------ 記事 ------
「チョコレートを食べすぎてしまう」をデザインする
デザインとは問題を解決すること。
こんにちは。86400"の山本です。
この記事では、僕たちがデザインしたものについて、どんな問題に、どう応えたのかを振り返って記しています。
今回は額縁形コースター「チョコレートの台座」についてのお話です。
最終的な、問題QとコンセプトAは以下の通り。
一喜一憂しながら進む手探りの商品開発記。
それでは、はじまりはじまりー。
① 条件は金属でつくること!
商品開発にあたり、金属でつくることだけは最初から決まっていました。「何か考えてきたらつくってやるよ」とは、知り合いの金属加工職人の言葉。
僕はこれまでオーダーメイドでつくる建築デザインの仕事に携わってきましたが、加えて広く販売するプロダクトデザインもやってみたい。そんなタイミングでの商品開発として、このプロジェクトはスタートしました。つまり、ほぼはじめての商品開発です。
まずは、金属について調査。
職人と話していると、工場の奥からあれやこれやと試作品が出てきます。これ、このまま売らせてと言いかけたところで、「バカやろう」の一言、いただきました。
他にもネットや参考書などで情報を集めていきます。
(ちなみに、金属加工に関する参考書はなかなか見つかりませんでした。聞いたところによると、加工の難しさから趣味にもなりづらく、簡単に新規参入できないなどが理由のようです。)
------
課題文
コースター開発についての記事から、「僕はこれまでオーダーメイドで」で始まって「う」の一言、いただきました。」まで続く部分を、一字一句そのまま書き写してください。
------ 所与の記録 ------
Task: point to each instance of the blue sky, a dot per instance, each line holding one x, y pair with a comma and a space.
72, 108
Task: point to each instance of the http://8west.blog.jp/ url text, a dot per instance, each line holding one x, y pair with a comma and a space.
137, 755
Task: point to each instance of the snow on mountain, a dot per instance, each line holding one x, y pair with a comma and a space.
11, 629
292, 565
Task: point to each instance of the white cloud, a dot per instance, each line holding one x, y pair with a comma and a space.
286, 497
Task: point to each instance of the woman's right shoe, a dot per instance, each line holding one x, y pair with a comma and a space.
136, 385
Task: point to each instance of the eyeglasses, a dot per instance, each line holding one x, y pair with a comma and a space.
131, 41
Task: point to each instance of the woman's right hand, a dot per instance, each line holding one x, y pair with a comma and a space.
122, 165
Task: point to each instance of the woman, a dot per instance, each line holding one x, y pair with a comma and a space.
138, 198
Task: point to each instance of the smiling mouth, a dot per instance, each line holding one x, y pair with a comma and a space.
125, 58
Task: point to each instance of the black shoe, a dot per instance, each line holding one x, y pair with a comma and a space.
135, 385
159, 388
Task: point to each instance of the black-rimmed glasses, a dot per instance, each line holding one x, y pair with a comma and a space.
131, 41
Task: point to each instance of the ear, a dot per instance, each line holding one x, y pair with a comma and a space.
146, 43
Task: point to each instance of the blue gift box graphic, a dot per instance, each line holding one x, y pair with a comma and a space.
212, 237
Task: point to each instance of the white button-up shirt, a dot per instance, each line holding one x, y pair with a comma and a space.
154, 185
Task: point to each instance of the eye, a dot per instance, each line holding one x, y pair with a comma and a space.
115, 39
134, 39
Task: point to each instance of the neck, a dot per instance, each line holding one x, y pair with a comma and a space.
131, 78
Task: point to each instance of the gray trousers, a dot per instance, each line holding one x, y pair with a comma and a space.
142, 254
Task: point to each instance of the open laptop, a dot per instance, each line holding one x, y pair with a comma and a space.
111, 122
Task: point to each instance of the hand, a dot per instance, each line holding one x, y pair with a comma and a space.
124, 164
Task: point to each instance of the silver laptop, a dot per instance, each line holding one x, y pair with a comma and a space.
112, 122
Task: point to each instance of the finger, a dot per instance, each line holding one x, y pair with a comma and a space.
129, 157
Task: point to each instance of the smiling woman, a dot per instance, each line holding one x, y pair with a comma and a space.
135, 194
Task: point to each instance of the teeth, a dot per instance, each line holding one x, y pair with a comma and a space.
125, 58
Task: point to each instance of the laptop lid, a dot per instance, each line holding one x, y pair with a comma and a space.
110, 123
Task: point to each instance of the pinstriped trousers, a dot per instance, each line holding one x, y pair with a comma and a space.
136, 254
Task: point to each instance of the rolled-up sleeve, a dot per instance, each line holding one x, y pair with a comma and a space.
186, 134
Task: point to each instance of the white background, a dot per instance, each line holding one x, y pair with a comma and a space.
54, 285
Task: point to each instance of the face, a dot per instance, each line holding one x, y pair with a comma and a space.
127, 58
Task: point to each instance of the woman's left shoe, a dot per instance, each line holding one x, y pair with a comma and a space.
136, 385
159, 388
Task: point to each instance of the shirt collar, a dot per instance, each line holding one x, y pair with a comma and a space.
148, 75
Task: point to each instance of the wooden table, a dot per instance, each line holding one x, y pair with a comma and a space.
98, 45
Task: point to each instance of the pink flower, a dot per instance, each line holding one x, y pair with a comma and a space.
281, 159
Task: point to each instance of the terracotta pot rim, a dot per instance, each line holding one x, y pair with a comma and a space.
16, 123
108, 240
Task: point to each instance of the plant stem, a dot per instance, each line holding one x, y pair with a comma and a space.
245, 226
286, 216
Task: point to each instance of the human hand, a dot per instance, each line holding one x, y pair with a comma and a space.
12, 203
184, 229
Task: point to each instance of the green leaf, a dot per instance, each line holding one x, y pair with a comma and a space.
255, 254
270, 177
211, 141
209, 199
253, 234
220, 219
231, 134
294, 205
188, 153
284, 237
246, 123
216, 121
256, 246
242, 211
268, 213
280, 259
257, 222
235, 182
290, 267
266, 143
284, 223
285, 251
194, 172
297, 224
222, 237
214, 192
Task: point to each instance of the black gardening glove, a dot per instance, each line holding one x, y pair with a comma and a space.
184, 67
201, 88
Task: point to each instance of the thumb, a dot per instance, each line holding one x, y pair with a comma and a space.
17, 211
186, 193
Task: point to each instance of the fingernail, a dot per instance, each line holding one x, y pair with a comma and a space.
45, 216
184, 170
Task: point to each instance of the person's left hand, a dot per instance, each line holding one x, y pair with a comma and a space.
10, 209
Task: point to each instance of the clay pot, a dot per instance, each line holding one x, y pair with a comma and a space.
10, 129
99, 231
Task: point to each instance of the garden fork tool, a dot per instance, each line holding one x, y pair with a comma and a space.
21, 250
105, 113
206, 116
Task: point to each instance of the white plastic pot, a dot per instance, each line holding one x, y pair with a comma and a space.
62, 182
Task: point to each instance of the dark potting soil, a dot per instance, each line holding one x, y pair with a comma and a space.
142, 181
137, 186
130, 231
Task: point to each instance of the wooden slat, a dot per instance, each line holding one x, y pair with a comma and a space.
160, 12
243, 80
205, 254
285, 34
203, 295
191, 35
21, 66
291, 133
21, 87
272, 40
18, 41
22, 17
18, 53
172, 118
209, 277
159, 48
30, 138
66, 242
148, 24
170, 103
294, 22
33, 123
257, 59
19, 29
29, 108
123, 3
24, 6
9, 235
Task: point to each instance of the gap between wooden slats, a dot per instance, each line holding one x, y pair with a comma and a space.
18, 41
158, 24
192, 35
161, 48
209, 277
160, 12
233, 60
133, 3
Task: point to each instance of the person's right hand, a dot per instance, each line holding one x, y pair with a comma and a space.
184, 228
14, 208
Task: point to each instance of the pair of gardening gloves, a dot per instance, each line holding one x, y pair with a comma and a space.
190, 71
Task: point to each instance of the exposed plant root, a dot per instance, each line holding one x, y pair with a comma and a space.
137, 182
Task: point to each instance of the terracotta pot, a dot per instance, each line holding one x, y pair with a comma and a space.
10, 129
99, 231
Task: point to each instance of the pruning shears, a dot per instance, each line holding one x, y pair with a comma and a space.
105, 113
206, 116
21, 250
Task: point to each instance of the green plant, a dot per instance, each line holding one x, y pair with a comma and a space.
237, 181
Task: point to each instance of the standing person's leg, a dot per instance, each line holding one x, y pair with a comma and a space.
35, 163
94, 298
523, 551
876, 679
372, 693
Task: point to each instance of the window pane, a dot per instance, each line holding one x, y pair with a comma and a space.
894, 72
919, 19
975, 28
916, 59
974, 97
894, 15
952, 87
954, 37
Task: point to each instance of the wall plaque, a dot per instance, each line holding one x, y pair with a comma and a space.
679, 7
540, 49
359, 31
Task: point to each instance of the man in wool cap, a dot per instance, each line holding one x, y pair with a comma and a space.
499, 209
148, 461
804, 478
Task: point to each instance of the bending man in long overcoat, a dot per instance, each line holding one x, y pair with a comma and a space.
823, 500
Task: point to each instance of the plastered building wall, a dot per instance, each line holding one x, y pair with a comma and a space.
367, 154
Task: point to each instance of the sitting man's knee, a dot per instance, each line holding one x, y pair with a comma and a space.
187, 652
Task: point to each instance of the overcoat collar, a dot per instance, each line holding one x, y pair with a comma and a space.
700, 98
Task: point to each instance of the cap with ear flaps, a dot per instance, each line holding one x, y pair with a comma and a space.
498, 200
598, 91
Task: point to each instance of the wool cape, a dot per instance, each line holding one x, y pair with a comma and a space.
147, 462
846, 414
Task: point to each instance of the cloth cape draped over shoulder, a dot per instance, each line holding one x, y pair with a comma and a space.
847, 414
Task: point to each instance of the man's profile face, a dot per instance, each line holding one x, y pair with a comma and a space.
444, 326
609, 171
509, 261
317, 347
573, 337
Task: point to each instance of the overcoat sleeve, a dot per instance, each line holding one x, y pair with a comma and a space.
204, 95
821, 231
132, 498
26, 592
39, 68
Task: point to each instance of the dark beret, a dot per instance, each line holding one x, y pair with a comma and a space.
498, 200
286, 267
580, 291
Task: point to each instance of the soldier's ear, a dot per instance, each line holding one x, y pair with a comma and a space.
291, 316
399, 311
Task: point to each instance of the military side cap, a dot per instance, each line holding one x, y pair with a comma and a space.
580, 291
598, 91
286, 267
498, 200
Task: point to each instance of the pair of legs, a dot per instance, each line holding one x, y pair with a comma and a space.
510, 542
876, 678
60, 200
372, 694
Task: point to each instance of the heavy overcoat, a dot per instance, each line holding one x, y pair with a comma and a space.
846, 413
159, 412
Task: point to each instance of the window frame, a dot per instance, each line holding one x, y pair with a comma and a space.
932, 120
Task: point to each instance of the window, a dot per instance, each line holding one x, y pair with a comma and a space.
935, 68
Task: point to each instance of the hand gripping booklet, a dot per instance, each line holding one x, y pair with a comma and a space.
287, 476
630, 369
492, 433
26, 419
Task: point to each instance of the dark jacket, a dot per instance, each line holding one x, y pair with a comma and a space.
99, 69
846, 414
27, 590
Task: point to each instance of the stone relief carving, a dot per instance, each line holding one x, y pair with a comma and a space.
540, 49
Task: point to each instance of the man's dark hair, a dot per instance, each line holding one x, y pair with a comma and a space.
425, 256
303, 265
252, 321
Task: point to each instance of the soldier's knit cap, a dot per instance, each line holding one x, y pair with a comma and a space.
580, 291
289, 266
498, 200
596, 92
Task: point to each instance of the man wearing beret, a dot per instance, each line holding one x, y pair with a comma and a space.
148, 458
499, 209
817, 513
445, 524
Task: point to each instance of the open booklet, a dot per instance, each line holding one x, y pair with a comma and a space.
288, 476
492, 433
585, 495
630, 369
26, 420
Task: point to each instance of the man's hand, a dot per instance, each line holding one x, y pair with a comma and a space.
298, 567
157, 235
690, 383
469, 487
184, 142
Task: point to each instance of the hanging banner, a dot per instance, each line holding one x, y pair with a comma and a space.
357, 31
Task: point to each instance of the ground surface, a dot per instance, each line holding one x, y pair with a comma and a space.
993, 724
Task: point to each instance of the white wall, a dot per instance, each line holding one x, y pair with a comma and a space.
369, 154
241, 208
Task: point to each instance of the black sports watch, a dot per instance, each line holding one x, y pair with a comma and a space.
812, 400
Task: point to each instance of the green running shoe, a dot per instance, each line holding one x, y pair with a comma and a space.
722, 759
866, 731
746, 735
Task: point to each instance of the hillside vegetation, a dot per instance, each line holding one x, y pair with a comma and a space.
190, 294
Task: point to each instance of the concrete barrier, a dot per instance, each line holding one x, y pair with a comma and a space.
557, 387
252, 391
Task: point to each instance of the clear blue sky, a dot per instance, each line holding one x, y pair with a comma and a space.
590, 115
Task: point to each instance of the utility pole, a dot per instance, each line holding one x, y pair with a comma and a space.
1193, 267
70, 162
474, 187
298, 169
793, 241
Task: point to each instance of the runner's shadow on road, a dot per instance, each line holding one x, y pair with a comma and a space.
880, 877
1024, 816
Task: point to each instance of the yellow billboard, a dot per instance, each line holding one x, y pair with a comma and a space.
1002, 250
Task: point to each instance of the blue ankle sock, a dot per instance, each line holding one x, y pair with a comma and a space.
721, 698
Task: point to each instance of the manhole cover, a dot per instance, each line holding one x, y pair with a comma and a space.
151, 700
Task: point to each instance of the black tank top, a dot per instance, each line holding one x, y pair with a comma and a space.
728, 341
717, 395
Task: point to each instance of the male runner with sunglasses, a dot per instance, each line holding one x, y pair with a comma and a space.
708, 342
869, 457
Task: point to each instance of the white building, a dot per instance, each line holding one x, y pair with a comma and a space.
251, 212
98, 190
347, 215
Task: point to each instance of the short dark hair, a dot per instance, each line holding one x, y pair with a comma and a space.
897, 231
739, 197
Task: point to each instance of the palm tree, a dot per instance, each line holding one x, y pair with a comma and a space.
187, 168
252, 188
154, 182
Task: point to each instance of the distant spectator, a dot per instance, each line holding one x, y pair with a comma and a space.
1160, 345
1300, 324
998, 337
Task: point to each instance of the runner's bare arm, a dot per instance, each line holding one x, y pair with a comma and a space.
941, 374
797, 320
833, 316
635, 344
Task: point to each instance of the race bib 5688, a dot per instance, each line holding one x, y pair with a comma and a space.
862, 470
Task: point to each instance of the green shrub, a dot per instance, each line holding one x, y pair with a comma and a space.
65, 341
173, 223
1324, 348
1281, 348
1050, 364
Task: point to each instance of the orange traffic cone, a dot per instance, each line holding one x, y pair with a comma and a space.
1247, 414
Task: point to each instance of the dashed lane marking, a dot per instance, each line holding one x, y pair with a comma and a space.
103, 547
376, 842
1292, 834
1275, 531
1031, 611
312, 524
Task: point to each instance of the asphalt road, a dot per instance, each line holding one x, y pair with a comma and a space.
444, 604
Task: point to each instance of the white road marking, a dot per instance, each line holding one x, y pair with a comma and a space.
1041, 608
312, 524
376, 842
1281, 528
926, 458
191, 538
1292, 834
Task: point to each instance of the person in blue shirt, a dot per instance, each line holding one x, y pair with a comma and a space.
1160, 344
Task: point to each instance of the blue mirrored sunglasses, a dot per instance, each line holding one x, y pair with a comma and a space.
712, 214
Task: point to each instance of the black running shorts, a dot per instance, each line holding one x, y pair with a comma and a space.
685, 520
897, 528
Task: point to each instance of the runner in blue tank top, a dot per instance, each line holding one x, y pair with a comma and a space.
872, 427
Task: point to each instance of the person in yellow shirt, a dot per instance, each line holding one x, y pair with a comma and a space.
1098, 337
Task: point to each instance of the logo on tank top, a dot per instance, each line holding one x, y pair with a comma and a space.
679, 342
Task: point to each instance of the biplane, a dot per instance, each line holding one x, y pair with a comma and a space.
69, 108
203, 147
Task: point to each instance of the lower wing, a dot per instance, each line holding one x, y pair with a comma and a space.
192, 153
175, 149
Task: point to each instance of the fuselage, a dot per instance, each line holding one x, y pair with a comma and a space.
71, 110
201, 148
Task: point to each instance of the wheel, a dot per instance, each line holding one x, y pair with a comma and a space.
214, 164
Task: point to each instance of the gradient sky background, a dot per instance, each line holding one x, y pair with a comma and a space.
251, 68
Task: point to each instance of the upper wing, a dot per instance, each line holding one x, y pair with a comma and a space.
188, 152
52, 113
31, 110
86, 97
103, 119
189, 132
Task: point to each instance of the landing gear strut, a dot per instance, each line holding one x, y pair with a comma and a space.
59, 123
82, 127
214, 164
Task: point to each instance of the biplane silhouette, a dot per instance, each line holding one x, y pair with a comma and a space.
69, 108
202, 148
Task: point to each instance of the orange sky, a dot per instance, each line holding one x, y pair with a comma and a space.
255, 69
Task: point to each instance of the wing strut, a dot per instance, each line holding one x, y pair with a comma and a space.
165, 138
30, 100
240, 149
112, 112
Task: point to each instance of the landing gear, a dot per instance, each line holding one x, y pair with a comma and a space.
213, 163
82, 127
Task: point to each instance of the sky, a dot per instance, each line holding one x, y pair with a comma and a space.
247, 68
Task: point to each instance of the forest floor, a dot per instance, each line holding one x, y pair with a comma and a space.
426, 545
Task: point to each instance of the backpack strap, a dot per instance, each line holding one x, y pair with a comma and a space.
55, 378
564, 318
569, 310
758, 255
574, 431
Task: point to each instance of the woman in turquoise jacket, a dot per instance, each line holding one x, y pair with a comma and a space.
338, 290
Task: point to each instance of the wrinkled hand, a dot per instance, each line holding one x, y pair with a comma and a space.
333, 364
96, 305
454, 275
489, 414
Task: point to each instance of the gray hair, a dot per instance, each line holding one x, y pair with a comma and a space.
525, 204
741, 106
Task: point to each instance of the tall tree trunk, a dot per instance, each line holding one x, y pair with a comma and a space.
------
解答例
僕はこれまでオーダーメイドでつくる建築デザインの仕事に携わってきましたが、加えて広く販売するプロダクトデザインもやってみたい。そんなタイミングでの商品開発として、このプロジェクトはスタートしました。つまり、ほぼはじめての商品開発です。
まずは、金属について調査。
職人と話していると、工場の奥からあれやこれやと試作品が出てきます。これ、このまま売らせてと言いかけたところで、「バカやろう」の一言、いただきました。